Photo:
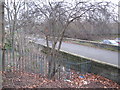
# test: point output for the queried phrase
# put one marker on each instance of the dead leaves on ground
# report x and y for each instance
(31, 80)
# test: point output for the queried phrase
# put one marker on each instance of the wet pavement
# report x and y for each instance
(105, 56)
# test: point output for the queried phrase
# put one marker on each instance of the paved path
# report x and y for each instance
(101, 55)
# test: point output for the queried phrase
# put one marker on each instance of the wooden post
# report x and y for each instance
(2, 32)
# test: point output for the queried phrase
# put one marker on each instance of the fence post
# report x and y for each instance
(3, 33)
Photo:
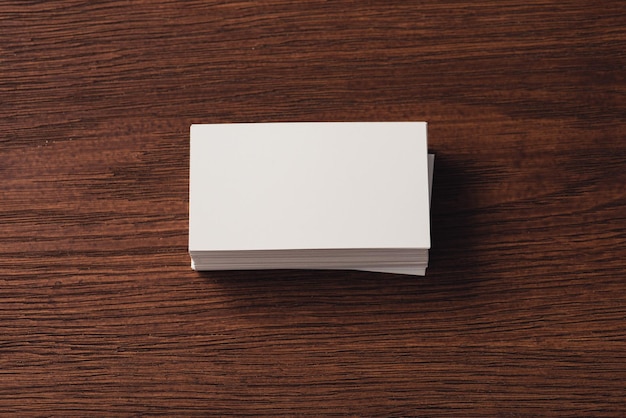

● ● ● ● ● ● ●

» **SHORT TASK**:
Could you write out every line of the data above again, including the lines that begin with #, but with each x and y coordinate in the answers multiplied by 0.4 and rounded to the nearest whole number, halves rounding up? Leave the pictures out of your answer.

» **EXPECTED OUTPUT**:
Photo:
# test: point output for the queried phrase
# put one marker on each instance of the dead leaves on ground
# report x and y for each instance
(12, 32)
# test: point output for the queried phrase
# put one marker on each instance of the wet pavement
# report x and y for each instance
(42, 22)
# test: point output for the queried phrase
# put one marker on each instance of the paved path
# report x and y for each instance
(40, 22)
# test: point output for the queried phrase
# put one marker on each instance of the wooden post
# report x and y for each instance
(1, 13)
# test: point output for the queried phrase
# put one marker on each instance of the fence post
# report x and y for each instance
(1, 13)
Photo:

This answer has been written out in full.